## Directions
If pictures appear among the lines below, leave them out while you return exactly the lines from the one with "In this photo, where can the airplane" through the one with "Target: wing strut".

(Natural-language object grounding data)
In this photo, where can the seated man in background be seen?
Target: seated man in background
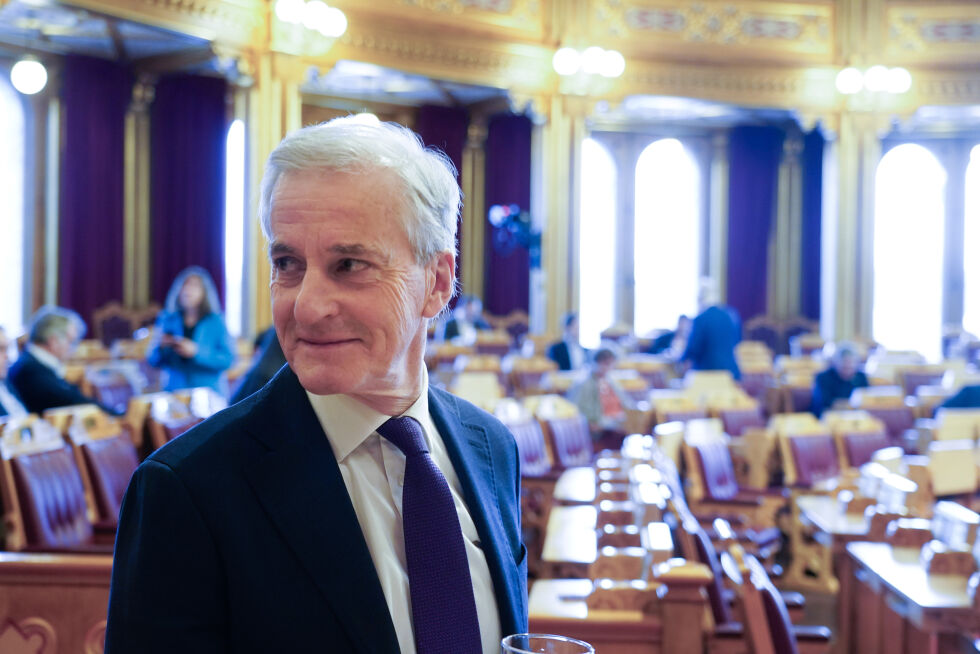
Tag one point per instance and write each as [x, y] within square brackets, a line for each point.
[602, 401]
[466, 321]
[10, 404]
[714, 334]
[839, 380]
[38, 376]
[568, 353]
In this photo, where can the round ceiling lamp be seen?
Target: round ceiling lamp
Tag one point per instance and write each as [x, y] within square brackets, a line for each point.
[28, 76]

* * *

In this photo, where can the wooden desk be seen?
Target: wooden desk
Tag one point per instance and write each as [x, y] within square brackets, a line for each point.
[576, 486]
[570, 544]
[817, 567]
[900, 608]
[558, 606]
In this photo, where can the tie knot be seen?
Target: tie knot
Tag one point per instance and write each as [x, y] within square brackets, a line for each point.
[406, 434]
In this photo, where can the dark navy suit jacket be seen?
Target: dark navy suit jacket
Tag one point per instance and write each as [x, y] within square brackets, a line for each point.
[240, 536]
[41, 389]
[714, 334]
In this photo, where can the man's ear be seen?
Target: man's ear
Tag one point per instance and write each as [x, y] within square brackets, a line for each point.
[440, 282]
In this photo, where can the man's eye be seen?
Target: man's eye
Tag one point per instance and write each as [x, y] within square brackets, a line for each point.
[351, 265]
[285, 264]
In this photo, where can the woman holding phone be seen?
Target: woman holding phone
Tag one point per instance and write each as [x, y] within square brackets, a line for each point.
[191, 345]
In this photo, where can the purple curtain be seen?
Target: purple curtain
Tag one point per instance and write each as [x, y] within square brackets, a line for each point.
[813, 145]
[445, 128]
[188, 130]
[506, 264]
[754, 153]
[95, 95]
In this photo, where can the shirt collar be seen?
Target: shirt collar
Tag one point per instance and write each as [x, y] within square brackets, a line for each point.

...

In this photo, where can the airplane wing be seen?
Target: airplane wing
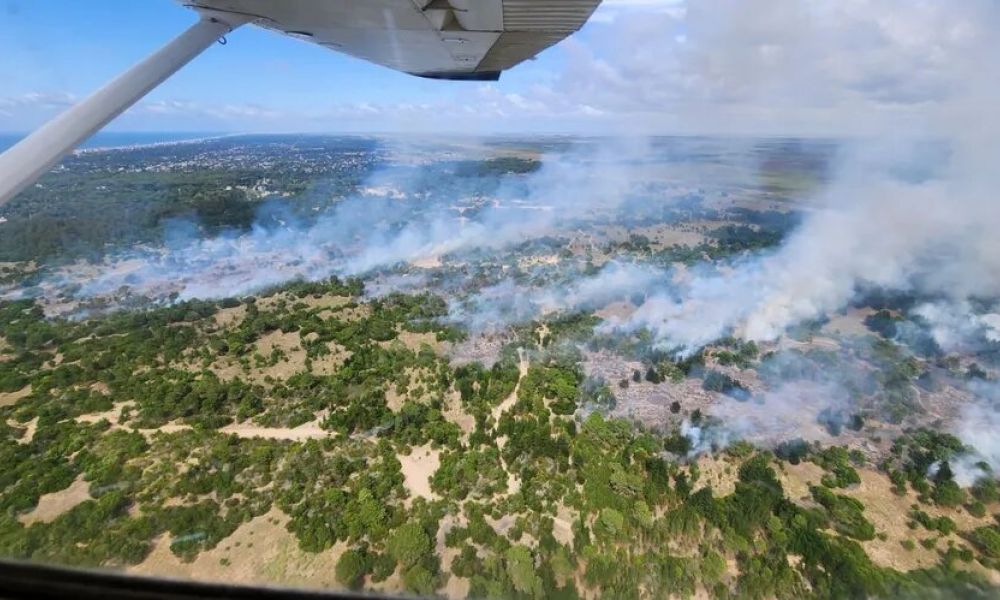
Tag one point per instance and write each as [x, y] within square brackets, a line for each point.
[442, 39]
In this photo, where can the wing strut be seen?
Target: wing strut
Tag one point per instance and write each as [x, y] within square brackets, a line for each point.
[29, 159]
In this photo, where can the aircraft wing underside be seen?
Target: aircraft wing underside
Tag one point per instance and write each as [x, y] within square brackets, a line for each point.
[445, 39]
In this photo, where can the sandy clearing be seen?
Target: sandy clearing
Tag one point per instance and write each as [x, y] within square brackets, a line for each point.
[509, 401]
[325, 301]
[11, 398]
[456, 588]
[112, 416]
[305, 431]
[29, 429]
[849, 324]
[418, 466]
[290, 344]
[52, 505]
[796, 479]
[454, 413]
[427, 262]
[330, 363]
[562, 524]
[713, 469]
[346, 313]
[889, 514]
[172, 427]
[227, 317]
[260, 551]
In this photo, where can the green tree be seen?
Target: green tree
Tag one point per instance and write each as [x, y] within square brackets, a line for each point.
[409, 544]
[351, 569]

## Answer to the problem
In this photo, where can the airplane wing be seen?
Target: airplane wing
Tag one point per instance and write each as [x, y] within square brackets, a line for each point.
[442, 39]
In this photo, where can the wing strut be seen?
Target: wing strut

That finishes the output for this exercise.